* **Objective**
Quote each line exactly, from the line that contains "the laptop in" down to the last line of the listing, and no other lines.

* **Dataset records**
-*-*-
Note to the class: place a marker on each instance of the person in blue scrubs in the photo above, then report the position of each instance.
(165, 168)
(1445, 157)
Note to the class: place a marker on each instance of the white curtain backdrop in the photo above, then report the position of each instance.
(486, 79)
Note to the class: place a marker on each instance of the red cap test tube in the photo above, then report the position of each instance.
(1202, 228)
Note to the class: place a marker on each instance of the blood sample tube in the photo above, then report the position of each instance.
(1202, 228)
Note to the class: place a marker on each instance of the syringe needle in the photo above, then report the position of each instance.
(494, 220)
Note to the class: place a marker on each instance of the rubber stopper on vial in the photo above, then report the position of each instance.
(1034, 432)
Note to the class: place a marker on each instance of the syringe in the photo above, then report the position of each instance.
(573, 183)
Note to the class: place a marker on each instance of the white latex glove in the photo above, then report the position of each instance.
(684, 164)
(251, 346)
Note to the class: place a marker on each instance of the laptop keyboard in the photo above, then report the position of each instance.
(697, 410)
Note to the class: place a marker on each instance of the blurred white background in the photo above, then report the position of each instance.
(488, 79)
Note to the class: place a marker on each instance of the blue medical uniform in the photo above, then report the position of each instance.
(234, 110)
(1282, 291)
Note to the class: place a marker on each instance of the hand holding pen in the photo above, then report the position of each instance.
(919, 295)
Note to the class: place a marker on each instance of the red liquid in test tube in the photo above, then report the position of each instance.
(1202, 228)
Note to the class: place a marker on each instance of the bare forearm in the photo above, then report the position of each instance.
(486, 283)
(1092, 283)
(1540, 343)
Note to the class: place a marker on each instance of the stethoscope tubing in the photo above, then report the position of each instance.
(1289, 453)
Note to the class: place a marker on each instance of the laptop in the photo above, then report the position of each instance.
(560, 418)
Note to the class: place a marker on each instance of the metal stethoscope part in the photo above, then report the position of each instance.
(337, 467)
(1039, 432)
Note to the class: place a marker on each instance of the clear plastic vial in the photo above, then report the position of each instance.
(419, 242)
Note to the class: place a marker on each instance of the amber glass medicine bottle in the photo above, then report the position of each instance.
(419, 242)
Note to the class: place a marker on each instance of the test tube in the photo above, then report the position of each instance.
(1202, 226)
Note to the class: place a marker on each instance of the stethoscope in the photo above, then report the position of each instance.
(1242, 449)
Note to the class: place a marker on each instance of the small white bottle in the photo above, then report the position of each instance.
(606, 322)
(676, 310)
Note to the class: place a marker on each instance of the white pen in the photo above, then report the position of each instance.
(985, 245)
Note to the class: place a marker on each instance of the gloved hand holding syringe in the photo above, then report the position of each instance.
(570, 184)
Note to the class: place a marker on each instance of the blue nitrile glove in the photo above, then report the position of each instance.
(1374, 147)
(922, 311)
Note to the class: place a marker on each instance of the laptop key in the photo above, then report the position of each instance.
-*-*-
* **Right answer**
Note to the class: place a marker on each instance of the laptop in the photo above, then report the position of each instance.
(560, 418)
Note to the class: place a marker on each instance of the metal stethoscope part in the photo above, then report the position of each instance.
(337, 467)
(1039, 432)
Note to the class: place a marker on each instance of the clear plastic vial in the photo above, then report the position of each instance.
(419, 242)
Note to the class: place a marker on each instance of the amber glass medicine bottle in the photo above, then report the position of each instance.
(419, 242)
Note to the class: place a marker on each instance of the test tube in the photo above, then report the position of each instance.
(1202, 226)
Note to the class: place a marker on each instance of the stethoscope in the photo above, then report the position of each instance.
(1242, 449)
Note to the class: place a marker on each instance of the small white bottle in the photo above, then report the position of each instance.
(606, 322)
(676, 310)
Note to the class: place a marker on each instance of the white pen in the photo above, then report the position of each instance.
(985, 245)
Note to the class: place a marker on each instance of the gloved hand holding syringe in the photo above, then report the position of each instance.
(570, 184)
Note to the class: place a marker on each instance of the blue nitrile glove in the photo above, then report the position of each instance.
(1374, 147)
(922, 311)
Note to the class: place a marker on each instance of the laptop key in the photo above, then report the position of each instance.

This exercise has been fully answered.